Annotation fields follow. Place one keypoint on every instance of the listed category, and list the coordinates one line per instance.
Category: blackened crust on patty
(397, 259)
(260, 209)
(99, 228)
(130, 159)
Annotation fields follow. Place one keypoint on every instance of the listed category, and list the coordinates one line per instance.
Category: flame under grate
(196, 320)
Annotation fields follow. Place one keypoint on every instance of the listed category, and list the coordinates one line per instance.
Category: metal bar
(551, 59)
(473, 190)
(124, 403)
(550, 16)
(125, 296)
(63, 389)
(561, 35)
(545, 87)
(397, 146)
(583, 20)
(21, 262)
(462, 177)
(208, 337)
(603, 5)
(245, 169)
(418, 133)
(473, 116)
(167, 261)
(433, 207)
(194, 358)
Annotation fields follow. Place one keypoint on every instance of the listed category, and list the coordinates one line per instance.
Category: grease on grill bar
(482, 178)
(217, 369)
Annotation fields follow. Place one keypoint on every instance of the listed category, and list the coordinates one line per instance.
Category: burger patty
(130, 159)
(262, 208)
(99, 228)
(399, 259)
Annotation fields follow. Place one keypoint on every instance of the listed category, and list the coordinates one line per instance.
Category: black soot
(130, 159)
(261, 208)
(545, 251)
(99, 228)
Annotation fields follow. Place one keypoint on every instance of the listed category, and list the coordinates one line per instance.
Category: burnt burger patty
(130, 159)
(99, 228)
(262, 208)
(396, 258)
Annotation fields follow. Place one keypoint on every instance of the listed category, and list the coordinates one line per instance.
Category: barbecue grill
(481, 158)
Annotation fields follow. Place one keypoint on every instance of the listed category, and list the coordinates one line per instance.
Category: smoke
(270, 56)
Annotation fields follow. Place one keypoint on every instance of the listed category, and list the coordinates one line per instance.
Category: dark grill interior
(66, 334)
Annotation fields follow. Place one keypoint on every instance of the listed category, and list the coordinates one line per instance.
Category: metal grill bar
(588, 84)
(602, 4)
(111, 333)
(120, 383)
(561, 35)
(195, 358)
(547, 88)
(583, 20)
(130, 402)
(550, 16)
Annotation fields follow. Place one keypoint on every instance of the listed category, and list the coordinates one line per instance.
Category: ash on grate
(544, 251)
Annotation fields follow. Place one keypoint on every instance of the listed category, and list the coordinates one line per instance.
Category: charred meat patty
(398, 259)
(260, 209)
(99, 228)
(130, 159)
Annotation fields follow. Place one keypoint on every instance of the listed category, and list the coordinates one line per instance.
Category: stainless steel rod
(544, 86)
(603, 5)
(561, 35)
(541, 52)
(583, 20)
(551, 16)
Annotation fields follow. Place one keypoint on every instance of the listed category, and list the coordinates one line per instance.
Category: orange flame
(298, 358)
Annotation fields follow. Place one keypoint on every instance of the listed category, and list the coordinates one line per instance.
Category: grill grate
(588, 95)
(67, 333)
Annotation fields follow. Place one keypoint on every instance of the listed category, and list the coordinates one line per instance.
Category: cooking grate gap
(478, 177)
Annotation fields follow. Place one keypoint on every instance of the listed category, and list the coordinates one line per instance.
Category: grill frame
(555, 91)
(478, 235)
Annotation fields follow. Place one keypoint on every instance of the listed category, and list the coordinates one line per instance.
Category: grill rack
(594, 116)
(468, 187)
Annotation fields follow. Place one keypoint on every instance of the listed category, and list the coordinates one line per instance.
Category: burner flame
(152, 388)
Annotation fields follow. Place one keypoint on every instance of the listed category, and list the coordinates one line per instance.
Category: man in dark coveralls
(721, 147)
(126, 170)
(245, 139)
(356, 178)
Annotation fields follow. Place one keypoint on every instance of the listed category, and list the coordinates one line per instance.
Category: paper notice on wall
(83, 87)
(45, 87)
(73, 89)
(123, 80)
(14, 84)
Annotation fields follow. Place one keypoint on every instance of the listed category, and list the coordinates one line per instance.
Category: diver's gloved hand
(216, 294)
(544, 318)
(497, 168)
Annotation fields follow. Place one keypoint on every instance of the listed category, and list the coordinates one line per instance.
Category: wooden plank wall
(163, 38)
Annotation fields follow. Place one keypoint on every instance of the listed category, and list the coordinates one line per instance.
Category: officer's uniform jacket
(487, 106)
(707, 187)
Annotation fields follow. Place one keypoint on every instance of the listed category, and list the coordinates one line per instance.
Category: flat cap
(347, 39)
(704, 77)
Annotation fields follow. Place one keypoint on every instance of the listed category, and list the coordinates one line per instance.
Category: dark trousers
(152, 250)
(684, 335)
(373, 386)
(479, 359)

● ● ● ●

Here, the records must be output exactly and in full.

Annotation fields follow. Place one keypoint on every instance of the listed category, and list the coordinates one line per instance.
Category: blackened crust on patty
(397, 259)
(260, 209)
(99, 228)
(130, 159)
Annotation fields follow. Place one keypoint on every instance of the listed category, and list the coordinates one line per instance.
Category: flame under grate
(196, 320)
Annotation fields follow. Place one keypoint on every instance of the listed category, and list the coordinates one line per instance.
Category: metal bar
(551, 59)
(473, 190)
(124, 403)
(550, 16)
(125, 296)
(63, 389)
(561, 35)
(545, 87)
(397, 146)
(583, 20)
(21, 262)
(462, 177)
(208, 337)
(603, 5)
(245, 169)
(418, 133)
(473, 116)
(167, 261)
(433, 207)
(194, 358)
Annotation fields follow. Place one keypoint on every instance of the listed category, and list the coordinates one line per instance.
Category: grease on grill bar
(482, 178)
(217, 369)
Annotation fields follow. Place one keypoint on every instance of the listed category, and list the coordinates one line per instance.
Category: burger patty
(130, 159)
(262, 208)
(99, 228)
(399, 259)
Annotation fields follow. Place one keypoint on every instance of the listed category, and list the coordinates one line per instance.
Category: black soot
(130, 159)
(261, 208)
(545, 251)
(99, 228)
Annotation fields follow. Place one keypoint on every instance of the listed category, and list the coordinates one line per instance.
Category: burnt burger patty
(130, 159)
(99, 228)
(262, 208)
(396, 258)
Annotation fields follow. Place one keypoint on every instance of the listed category, and list the coordinates one line per instance.
Category: barbecue grill
(481, 158)
Annotation fields follow. Place one keypoint on every instance of the listed category, and list the coordinates one line per instance.
Category: smoke
(270, 56)
Annotation fields follow. Place one keypoint on every instance of the listed category, and list the coordinates one line per instance.
Category: dark grill interior
(66, 334)
Annotation fields follow. Place one keypoint on every instance of the listed category, and list the coordinates one line per instance.
Category: metal grill bar
(588, 84)
(602, 4)
(111, 333)
(120, 383)
(561, 35)
(195, 358)
(547, 88)
(583, 20)
(130, 402)
(550, 16)
Annotation fields follow. Place one keypoint on every instance of the listed category, and list the coordinates one line per instance.
Category: ash on grate
(544, 251)
Annotation fields follow. Place one keypoint on every instance of the listed category, and list the coordinates one line per instance.
Category: charred meat patty
(398, 259)
(260, 209)
(99, 228)
(130, 159)
Annotation fields follow. Place one keypoint on every instance of the listed category, and list the coordinates one line per instance.
Category: stainless steel rod
(544, 86)
(603, 5)
(561, 35)
(541, 52)
(583, 20)
(551, 16)
Annotation fields follow. Place one keypoint on every instance of the listed category, and list the coordinates one line per instance.
Category: orange flame
(298, 358)
Annotation fields follow. Place one keypoint on every instance of the listed category, and list the coordinates one line per instance.
Category: grill grate
(588, 95)
(67, 333)
Annotation fields follow. Place one keypoint on every instance of the listed category, and list the coordinates one line per instance.
Category: cooking grate gap
(478, 177)
Annotation fields follow. Place one keypoint on every instance of the listed category, and list the coordinates one line per instance.
Category: grill frame
(555, 91)
(478, 235)
Annotation fields follow. Place one keypoint on every instance of the listed category, and list the coordinates one line per instance.
Category: grill rack
(594, 116)
(468, 187)
Annotation fields follow. Place one keypoint on every instance of the listed category, and list the coordinates one line per instance.
Category: burner flame
(152, 388)
Annotation fields follow. Place one keypoint on every instance of the listed category, and list the coordinates one line per instance.
Category: man in dark coveralls
(721, 147)
(126, 170)
(245, 139)
(356, 178)
Annotation fields follow. Place one keypoint on every instance of the listed category, and list the coordinates one line per instance.
Category: paper notice on wall
(83, 87)
(45, 87)
(73, 89)
(123, 80)
(14, 84)
Annotation fields follow. Place one keypoint on every instance of the listed category, and list the coordinates one line per instance.
Category: diver's gloved hand
(216, 294)
(544, 318)
(497, 168)
Annotation fields follow. Place one keypoint on every instance of the listed category, and list the coordinates one line per instance.
Category: wooden plank wall
(163, 38)
Annotation fields follow. Place one keypoint on every instance of the listed category, and list the coordinates one line per instance.
Category: officer's uniform jacket
(487, 106)
(707, 187)
Annotation fields follow. Place one keypoint on every instance of the listed category, and list the coordinates one line per instance.
Category: flat cap
(347, 39)
(704, 77)
Annotation fields follow. Place one keypoint on every instance of the listed category, and list the coordinates one line per instance.
Category: dark trousers
(152, 250)
(684, 335)
(373, 386)
(479, 359)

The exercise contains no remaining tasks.